#### [EXERCISE]
List every line of the material below that contains the string "grass", copying each line whole. Matches must agree in case.

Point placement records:

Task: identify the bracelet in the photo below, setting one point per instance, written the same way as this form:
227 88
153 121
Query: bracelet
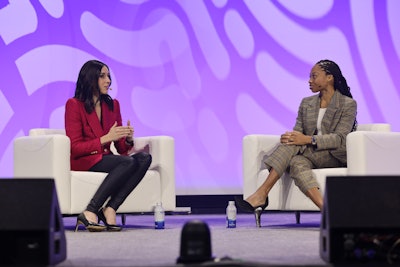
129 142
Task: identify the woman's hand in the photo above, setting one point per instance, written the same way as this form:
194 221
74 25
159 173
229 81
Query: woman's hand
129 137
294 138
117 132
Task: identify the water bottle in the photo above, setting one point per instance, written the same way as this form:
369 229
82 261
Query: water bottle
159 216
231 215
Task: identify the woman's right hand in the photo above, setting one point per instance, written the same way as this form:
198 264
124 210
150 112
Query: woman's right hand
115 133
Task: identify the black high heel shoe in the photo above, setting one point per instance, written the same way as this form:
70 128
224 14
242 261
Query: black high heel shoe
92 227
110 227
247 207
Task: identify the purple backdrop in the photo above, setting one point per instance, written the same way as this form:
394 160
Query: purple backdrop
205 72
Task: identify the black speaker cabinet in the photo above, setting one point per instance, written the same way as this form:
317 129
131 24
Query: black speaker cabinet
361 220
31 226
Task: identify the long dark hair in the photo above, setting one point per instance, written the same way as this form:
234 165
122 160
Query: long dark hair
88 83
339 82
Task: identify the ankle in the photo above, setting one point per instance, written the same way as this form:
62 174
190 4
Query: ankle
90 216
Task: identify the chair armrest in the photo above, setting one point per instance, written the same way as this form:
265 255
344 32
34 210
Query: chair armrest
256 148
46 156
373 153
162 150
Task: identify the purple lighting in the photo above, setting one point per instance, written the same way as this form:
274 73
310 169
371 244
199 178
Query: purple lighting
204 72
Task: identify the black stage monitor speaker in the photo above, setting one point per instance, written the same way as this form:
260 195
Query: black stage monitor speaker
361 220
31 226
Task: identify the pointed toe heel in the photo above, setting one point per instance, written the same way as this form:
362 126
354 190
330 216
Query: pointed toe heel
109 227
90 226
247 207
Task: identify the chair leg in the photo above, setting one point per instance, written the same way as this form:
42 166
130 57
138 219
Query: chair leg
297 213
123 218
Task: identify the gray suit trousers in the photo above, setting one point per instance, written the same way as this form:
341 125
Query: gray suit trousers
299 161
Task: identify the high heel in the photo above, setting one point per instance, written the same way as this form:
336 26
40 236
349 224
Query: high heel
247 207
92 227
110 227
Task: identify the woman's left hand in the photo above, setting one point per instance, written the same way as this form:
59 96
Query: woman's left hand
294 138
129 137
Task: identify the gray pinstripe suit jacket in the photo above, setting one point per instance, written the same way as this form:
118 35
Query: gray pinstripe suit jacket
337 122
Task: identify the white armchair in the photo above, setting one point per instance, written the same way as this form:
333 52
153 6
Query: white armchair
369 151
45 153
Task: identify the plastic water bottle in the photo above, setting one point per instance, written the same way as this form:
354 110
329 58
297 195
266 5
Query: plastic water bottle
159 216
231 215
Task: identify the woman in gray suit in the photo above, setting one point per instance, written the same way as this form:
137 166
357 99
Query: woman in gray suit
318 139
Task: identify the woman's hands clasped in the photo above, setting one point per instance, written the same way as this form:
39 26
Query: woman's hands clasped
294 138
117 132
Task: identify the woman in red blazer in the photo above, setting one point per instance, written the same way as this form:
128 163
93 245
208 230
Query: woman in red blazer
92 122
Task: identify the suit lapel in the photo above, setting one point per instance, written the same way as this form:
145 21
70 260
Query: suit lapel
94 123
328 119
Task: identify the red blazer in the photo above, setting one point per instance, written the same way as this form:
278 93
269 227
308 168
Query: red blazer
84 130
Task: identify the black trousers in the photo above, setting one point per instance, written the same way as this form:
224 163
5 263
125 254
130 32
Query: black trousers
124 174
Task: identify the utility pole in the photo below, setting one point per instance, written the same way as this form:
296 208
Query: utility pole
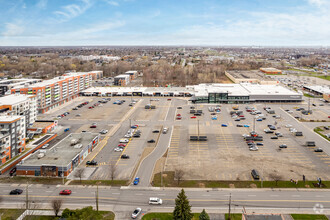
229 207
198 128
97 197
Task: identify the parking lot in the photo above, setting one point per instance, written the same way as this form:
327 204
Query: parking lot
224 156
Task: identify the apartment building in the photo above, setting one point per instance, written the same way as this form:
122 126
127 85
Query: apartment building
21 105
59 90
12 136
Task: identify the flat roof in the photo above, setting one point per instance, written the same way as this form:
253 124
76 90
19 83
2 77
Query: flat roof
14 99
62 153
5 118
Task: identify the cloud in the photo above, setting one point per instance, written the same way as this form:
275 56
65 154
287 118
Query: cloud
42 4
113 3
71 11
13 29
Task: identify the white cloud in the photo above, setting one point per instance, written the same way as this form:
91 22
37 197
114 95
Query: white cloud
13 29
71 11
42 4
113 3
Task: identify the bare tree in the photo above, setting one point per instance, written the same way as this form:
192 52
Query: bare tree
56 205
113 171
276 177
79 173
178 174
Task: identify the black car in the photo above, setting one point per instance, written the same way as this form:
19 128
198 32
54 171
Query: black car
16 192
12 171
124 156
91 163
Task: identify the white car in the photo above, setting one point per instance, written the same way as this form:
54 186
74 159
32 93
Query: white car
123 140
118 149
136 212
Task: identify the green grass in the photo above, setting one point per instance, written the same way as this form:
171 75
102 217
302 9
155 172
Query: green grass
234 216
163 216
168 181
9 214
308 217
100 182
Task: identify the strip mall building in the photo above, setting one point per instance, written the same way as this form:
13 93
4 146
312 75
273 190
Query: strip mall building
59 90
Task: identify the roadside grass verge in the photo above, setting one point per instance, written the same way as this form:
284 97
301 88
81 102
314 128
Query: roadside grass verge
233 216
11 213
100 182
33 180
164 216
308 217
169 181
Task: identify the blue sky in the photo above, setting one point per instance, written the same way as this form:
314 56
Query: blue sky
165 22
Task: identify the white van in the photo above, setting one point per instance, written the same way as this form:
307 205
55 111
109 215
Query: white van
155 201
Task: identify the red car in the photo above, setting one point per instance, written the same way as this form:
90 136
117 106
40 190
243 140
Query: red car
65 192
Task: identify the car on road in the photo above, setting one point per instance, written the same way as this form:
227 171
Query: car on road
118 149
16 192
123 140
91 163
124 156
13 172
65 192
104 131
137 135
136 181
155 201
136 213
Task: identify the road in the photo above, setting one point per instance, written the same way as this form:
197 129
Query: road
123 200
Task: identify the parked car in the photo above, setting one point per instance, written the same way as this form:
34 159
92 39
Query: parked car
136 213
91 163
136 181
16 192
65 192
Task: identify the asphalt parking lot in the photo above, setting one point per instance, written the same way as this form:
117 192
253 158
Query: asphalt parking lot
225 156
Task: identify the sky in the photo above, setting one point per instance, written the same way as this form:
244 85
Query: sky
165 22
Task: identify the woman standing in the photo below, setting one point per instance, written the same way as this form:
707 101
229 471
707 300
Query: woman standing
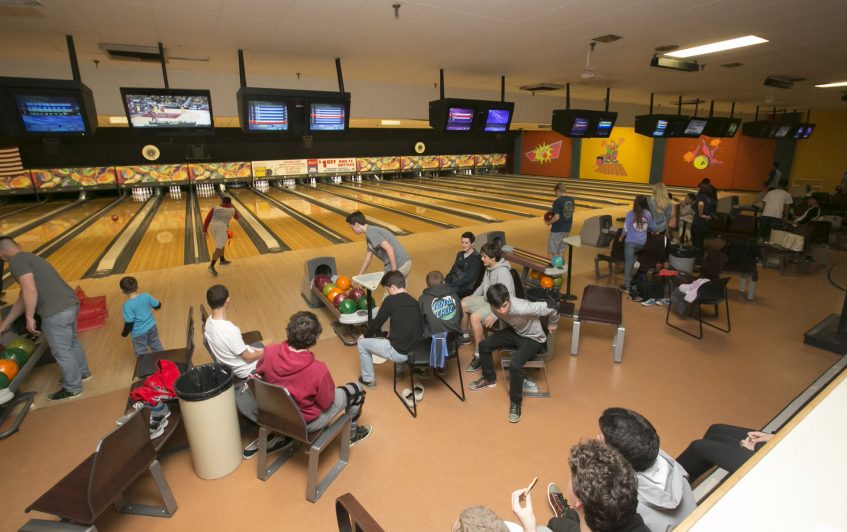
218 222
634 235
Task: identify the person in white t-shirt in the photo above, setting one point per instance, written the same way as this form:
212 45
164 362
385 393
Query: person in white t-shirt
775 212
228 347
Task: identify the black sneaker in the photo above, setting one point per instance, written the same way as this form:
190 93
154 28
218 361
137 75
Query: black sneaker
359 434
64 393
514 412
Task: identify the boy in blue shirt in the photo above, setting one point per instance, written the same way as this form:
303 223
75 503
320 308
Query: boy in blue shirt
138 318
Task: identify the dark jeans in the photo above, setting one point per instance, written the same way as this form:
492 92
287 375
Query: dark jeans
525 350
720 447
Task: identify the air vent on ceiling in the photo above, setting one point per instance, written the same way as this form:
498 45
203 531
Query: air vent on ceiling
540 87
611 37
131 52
--
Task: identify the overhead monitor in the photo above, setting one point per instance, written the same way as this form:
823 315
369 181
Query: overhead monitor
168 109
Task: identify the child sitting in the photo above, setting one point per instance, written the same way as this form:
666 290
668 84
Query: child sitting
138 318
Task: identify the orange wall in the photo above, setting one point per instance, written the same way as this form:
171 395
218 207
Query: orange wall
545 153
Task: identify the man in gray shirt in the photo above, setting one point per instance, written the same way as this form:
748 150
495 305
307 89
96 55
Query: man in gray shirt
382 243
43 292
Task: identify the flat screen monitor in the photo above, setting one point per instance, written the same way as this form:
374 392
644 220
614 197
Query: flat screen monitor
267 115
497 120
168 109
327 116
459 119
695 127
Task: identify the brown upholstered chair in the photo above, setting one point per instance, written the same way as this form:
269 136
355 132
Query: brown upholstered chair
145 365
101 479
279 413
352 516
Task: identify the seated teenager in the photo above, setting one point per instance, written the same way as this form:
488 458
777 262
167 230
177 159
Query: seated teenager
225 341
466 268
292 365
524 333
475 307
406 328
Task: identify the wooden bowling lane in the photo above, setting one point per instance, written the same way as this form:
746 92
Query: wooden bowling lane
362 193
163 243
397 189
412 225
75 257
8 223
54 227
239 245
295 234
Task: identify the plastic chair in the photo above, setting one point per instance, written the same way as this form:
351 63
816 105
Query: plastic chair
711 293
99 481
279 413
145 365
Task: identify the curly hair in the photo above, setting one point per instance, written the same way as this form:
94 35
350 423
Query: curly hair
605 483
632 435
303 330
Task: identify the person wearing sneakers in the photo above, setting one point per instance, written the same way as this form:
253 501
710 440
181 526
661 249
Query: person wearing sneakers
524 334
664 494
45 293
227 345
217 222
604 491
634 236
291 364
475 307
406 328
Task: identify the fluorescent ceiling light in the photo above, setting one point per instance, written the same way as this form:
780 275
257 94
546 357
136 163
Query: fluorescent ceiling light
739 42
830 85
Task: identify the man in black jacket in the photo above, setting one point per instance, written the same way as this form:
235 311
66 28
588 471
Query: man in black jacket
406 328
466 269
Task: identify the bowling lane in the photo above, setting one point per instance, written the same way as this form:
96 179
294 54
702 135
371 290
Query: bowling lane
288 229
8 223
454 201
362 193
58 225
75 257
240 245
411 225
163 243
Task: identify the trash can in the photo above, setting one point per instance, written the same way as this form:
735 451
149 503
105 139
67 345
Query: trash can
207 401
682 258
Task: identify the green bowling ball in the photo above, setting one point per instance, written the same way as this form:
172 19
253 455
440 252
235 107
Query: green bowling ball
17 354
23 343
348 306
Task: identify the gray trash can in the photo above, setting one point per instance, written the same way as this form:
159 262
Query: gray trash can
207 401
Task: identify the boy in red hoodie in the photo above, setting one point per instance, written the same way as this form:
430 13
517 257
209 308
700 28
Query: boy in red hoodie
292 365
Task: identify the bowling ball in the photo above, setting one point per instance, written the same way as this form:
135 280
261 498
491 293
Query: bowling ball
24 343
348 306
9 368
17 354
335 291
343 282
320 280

#### [THE REPLY]
Task: identify the green grass in the photo above, setting one point per instance, written the same way as this form:
Query: green grass
Task: identify the roadside grass verge in the photo above, setting one point per instance, written the same way as this form:
Query: roadside grass verge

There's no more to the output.